_What is expected_.
Please copy exactly the lines that begin with the one containing "locate: dark ceramic" and end with the last line of the entries.

_Records supplied_.
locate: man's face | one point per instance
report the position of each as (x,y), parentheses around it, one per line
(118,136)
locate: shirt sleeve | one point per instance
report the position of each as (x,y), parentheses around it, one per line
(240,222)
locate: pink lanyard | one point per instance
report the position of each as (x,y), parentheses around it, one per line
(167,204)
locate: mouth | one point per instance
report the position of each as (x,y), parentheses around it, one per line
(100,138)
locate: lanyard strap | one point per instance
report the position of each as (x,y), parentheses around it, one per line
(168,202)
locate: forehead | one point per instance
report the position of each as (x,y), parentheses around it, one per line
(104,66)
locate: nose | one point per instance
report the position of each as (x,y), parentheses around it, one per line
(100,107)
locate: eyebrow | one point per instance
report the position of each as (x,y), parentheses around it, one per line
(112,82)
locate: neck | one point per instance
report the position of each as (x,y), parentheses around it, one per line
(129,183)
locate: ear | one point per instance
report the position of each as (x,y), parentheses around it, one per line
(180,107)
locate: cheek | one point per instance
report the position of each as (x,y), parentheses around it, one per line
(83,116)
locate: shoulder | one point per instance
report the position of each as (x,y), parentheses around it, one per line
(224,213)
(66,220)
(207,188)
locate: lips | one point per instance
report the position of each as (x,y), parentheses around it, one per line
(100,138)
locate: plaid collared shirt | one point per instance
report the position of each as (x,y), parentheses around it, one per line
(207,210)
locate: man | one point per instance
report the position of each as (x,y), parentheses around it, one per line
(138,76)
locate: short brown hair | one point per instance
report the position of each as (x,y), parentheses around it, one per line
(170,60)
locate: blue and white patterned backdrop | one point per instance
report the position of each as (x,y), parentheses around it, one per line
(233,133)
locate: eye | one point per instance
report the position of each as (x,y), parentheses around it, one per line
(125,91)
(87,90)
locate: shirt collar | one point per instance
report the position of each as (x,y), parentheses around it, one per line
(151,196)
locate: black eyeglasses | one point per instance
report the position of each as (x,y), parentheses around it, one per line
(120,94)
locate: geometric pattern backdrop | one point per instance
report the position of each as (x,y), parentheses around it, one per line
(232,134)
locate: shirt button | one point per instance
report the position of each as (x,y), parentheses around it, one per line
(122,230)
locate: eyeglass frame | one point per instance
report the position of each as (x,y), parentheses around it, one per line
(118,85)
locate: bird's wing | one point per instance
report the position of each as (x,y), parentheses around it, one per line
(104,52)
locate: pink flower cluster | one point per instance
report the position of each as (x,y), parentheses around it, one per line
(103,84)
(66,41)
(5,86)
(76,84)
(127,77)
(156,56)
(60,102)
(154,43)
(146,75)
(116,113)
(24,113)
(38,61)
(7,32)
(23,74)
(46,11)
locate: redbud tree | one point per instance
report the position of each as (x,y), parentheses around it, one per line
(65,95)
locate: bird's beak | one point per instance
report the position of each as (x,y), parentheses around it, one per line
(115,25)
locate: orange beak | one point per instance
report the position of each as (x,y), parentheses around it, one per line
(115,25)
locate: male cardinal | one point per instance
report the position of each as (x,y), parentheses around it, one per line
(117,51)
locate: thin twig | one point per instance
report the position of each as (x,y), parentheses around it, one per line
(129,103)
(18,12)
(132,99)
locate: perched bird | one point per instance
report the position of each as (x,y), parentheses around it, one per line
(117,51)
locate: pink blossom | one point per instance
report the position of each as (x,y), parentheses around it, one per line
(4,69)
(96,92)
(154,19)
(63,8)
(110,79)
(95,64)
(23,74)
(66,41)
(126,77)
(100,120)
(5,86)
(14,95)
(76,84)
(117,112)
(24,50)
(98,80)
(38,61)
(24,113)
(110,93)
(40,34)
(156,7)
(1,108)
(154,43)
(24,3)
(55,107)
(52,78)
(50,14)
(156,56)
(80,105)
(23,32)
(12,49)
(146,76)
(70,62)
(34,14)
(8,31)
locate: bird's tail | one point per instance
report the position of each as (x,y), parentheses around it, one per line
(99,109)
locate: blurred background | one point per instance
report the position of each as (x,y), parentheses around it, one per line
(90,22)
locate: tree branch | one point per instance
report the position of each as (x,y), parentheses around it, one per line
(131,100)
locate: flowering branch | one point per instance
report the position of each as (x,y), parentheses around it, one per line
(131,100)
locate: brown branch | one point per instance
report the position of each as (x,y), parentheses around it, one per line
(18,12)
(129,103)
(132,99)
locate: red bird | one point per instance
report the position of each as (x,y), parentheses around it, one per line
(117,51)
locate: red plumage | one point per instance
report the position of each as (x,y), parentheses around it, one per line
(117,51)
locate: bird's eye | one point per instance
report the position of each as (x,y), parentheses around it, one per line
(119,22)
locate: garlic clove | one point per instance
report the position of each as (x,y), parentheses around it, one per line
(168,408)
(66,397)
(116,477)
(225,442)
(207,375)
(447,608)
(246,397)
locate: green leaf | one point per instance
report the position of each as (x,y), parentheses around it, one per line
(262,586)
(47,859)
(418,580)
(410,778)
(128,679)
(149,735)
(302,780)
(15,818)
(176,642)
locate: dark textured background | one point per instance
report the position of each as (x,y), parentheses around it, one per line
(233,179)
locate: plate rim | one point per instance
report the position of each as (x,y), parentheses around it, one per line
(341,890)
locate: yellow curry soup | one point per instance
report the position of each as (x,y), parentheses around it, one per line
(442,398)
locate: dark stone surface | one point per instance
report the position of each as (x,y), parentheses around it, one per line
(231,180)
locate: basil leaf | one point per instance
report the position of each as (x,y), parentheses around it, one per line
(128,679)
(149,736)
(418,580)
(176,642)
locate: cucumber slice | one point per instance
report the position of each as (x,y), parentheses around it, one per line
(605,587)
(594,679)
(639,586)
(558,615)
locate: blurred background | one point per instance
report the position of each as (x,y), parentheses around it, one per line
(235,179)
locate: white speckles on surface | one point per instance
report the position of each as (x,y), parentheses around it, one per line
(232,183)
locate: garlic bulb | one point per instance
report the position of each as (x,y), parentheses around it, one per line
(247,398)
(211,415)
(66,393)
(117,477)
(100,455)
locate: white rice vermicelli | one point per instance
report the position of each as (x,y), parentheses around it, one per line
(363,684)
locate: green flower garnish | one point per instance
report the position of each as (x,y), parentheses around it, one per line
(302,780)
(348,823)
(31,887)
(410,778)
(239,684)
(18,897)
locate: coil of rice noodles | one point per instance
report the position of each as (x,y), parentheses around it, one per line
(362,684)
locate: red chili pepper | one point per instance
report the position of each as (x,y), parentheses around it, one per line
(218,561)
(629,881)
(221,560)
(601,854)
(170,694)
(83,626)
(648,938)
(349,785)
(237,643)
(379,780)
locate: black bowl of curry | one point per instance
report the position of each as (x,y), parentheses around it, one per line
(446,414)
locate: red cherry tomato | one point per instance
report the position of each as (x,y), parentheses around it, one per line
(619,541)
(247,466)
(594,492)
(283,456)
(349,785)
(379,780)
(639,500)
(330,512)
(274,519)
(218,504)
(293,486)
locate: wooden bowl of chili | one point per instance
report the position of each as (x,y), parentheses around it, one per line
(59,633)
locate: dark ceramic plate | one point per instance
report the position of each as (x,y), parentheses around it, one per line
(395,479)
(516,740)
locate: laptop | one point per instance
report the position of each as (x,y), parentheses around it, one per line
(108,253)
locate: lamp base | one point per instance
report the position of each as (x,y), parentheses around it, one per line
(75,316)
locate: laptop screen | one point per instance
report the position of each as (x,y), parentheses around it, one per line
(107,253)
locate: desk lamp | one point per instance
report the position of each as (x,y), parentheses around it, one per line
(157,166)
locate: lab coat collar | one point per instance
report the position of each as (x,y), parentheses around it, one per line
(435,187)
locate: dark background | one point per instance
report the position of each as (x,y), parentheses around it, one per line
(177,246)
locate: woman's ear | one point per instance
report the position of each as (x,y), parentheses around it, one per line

_Solution_.
locate: dark ceramic plate | one point per instance
report the position of each as (x,y), parentheses around it, one per line
(395,479)
(516,740)
locate: laptop | one point per instance
report the position of each as (x,y), parentheses around it, one per line
(108,253)
locate: lamp base | one point per instance
report the position of each as (x,y), parentheses around it, one per line
(75,316)
locate: laptop screen | one point per instance
report the position of each as (x,y), parentheses around it, one per line
(107,253)
locate: desk lamp | one point per instance
report the position of each as (x,y), parentheses around it, one per line
(157,166)
locate: lab coat collar | one point per instance
report the position of each as (x,y), parentheses around it, one per line
(435,187)
locate: dark background | one point per instance
report the position of each as (x,y), parentheses around it, one per line
(177,246)
locate: woman's ear | one point per instance
report the position of each as (x,y), parentheses around it, one per line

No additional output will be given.